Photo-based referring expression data

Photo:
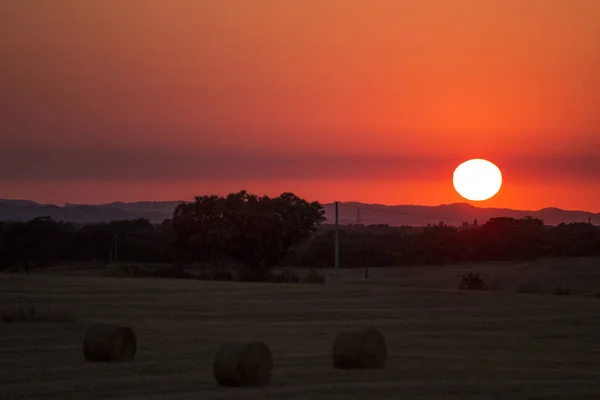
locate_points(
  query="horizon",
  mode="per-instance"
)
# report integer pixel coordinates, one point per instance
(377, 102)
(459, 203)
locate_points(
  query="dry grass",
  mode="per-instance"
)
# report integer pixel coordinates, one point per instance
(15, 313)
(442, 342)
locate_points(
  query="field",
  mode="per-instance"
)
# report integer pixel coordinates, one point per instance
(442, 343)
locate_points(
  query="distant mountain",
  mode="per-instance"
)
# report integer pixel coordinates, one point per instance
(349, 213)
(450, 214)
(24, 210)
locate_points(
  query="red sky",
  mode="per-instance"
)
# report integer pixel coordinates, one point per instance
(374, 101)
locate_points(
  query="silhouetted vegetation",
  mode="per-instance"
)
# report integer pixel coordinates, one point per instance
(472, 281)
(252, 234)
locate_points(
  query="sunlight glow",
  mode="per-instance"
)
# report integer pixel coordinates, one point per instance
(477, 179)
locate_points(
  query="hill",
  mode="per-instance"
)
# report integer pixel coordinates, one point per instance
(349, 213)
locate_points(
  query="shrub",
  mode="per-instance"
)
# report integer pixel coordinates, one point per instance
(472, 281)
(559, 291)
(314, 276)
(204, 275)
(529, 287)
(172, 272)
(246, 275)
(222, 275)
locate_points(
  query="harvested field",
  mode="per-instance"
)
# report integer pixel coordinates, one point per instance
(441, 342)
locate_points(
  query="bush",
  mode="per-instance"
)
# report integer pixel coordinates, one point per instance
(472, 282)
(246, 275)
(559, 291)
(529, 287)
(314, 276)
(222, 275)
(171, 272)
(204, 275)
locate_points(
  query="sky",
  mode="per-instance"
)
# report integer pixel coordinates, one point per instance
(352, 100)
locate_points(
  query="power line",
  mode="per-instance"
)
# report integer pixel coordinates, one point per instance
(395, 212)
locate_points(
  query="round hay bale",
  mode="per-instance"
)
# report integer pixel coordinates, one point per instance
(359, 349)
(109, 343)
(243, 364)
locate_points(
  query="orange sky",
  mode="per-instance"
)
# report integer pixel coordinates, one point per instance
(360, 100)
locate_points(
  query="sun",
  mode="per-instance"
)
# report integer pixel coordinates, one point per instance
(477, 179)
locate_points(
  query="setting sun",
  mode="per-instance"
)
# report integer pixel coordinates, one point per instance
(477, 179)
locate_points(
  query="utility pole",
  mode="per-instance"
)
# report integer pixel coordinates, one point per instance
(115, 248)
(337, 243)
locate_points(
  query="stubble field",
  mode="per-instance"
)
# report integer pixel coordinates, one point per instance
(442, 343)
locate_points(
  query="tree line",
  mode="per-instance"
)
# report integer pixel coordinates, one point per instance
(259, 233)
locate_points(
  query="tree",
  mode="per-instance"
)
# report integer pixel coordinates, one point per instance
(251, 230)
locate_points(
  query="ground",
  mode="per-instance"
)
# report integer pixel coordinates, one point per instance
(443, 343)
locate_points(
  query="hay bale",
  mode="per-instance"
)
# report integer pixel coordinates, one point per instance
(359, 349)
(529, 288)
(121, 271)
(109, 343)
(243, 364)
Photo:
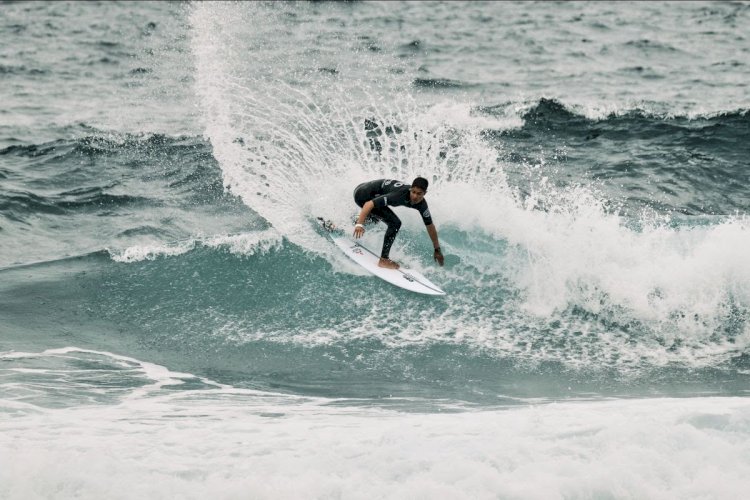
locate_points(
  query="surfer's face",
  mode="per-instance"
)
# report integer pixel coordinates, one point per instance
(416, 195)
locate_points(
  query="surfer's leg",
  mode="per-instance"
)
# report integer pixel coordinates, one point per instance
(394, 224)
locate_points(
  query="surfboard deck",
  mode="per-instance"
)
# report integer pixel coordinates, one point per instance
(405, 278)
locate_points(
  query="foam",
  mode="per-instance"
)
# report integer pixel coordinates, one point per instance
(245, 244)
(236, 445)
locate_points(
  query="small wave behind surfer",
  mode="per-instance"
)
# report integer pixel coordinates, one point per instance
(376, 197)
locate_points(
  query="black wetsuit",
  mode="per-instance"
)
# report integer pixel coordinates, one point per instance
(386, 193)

Exercise requirements
Output the records exactly as they appear, skipping any pictures.

Result
Photo:
locate_points(
  query="horizon",
  mode="per-instance"
)
# report integer pixel coordinates, one point per instance
(377, 102)
(459, 203)
locate_points(
  query="dry grass",
  mode="per-instance"
)
# report integer pixel coordinates, one point per instance
(15, 313)
(442, 342)
locate_points(
  query="field",
  mode="per-instance"
)
# report integer pixel coordinates, one point per instance
(442, 343)
locate_points(
  query="distant mountain",
  mode="per-instance"
)
# report integer pixel coordinates, one point per instance
(349, 213)
(450, 214)
(24, 210)
locate_points(
  query="red sky",
  mode="per-instance"
)
# report integer pixel coordinates, one point per instance
(374, 101)
locate_points(
  query="silhouetted vegetation",
  mode="per-instance"
)
# report integer pixel coordinates, one point per instance
(472, 281)
(252, 234)
locate_points(
  query="sunlight glow",
  mode="per-instance"
)
# report integer pixel coordinates, one point per instance
(477, 179)
locate_points(
  query="hill",
  mode="per-instance"
)
# report integer pixel coordinates, one point per instance
(349, 213)
locate_points(
  query="shrub",
  mode="per-instance"
)
# report integer pixel coordinates, one point per instance
(472, 281)
(559, 291)
(314, 276)
(204, 275)
(529, 287)
(172, 272)
(246, 275)
(222, 275)
locate_points(
  query="harvested field",
  mode="per-instance"
)
# report integer pixel coordinates, one point per instance
(441, 342)
locate_points(
  query="bush",
  mode="per-instance"
)
# report integer pixel coordinates, one point per instance
(472, 282)
(246, 275)
(559, 291)
(529, 287)
(314, 276)
(222, 275)
(171, 272)
(204, 275)
locate_points(
  query="sky",
  mode="per-instance"
)
# report integer pixel coordinates, one point per instance
(352, 100)
locate_points(
  query="power line",
  mode="per-instance"
)
# report integer pixel coordinates, one point per instance
(395, 212)
locate_points(
  query="round hay bale",
  mode="per-instance"
)
# report integer pixel coordinates, one point per instance
(359, 349)
(109, 343)
(243, 364)
locate_points(
  query="orange sky",
  mode="per-instance"
)
# report integer pixel coordinates, one point per instance
(360, 100)
locate_points(
  query="sun",
  mode="per-instance"
)
# report integer pixel coordinates, one point per instance
(477, 179)
locate_points(
  query="setting sun",
  mode="per-instance"
)
# report integer pixel coordinates, one point per instance
(477, 179)
locate_points(
  query="utility pole",
  mode="per-instance"
)
# report integer pixel coordinates, one point per instance
(115, 248)
(337, 243)
locate_points(
  query="stubble field",
  mode="per-instance"
)
# report integer pixel coordinates, one point per instance
(442, 343)
locate_points(
  query="tree line",
  mode="per-instance"
)
# report integer pixel coordinates, one point per instance
(259, 233)
locate_points(
  query="tree",
  mode="per-instance"
)
# report integer pixel coordinates, one point per instance
(251, 230)
locate_points(
  query="ground",
  mode="per-instance"
)
# report integer pixel coordinates, one point per instance
(443, 343)
locate_points(
  query="hay bale",
  mode="per-instance"
)
# report integer pixel coordinates, one point per instance
(359, 349)
(529, 288)
(121, 271)
(109, 343)
(243, 364)
Photo:
locate_points(
  query="surfer's face",
  mode="per-instance"
)
# report integer pixel coordinates, one point per instance
(416, 195)
locate_points(
  query="surfer's leg",
  mode="per-instance"
)
# report integer pixel coordinates, one point per instance
(394, 224)
locate_points(
  query="surfboard deck",
  mode="per-instance"
)
# report integer pixel coordinates, one point per instance
(405, 278)
locate_points(
  query="foam",
  mode="per-instance"
)
# report integer pixel coordinates, one point per instance
(245, 244)
(236, 445)
locate_points(
  query="small wave behind surfer",
  mode="per-instance"
)
# report integer pixel coordinates, one point per instance
(376, 197)
locate_points(
  query="black wetsuit",
  mode="per-instance"
)
# report integer pixel coordinates, one point per instance
(386, 193)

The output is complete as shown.